The school's sports facilities include a swimming pool and a field. Rugby union, played during the winter and spring terms, is compulsory for boys in their first four years at the school, as are cross country running and most other school sports, which include orienteering, swimming, water polo, basketball, tennis, cricket, Eton fives, and athletics. Queen Elizabeth's frequently play against other schools, most notably private Schools like Haberdashers' Boys School.

The percentage of boys attending the school who are eligible for free school meals is 3.7%.

The Founder's Day Fête, and the preceding service of celebration at St John the Baptist's Church, Barnet, is held every year, regardless of weather, on the third Saturday in June, and celebrates the founding of the school in 1573.

Since 2002, the school has supported the Sri Sathya Sai English Medium School in Vellanad, Kerala, through sixth-form fundraising to sponsor pupils’ education, alongside occasional work-experience visits by QE leavers.

==Academic performance==
In 2007, QE came first in the A-level league table for state schools, and twelfth in the GCSE league table. In 2008, QE again topped the league table in A-level results.
· · · ·
◆ ACTIONS TO TAKE
**a.** In the text about Queen Elizabeth's school, what day is the Founder's Day Fête held each year?
**b.** Write the next few sentences of the text about Queen Elizabeth's school, picking up after its final sentence on the 2008 A-level results.
· · · ·
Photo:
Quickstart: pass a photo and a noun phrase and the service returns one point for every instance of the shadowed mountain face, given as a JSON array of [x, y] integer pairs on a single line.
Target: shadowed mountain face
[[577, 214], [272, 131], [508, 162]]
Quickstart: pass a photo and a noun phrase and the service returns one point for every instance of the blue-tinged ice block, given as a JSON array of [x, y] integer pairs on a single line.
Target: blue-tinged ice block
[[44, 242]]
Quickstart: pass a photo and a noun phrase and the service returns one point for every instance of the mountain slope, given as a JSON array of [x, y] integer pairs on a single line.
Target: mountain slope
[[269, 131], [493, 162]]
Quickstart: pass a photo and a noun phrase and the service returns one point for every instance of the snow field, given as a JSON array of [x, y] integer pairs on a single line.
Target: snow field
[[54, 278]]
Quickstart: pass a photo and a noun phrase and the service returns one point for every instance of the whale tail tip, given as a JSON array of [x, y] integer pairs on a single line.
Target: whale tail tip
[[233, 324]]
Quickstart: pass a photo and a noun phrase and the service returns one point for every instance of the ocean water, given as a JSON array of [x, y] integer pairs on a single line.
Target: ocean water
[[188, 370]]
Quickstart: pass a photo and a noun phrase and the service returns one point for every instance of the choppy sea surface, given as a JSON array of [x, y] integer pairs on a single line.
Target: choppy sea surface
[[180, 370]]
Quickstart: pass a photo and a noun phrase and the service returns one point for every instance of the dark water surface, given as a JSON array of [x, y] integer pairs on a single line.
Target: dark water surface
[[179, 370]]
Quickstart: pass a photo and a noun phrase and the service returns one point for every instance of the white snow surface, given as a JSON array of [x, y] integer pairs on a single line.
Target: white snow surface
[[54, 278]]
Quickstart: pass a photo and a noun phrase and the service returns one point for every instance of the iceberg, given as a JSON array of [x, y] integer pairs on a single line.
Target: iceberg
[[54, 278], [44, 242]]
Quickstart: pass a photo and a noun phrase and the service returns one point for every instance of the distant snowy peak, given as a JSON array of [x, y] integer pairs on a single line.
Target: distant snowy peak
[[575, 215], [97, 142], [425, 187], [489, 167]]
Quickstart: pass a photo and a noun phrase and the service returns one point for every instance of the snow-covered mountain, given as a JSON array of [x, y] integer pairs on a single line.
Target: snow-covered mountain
· · · ·
◆ ANSWER LIST
**a.** The third Saturday in June.

**b.**
In 2024, the school reported that more than 95% of GCSE entries were graded 7–9. The school has also stated that, from 2005 to 2025, more than 95% of its A-level entries were awarded grades A* to B.

In The Sunday Times school tables for 2026, Queen Elizabeth's School was ranked joint fifth among state and independent secondary schools in the United Kingdom. 52.4% of the school's A-level entries were awarded A* grades, 85.5% were awarded A*–A, and 97.6% were awarded A*–B, placing it fourth nationally for A-level performance. The table also recorded 95.5% of GCSE entries at grades 9–7, placing the school joint 17th nationally.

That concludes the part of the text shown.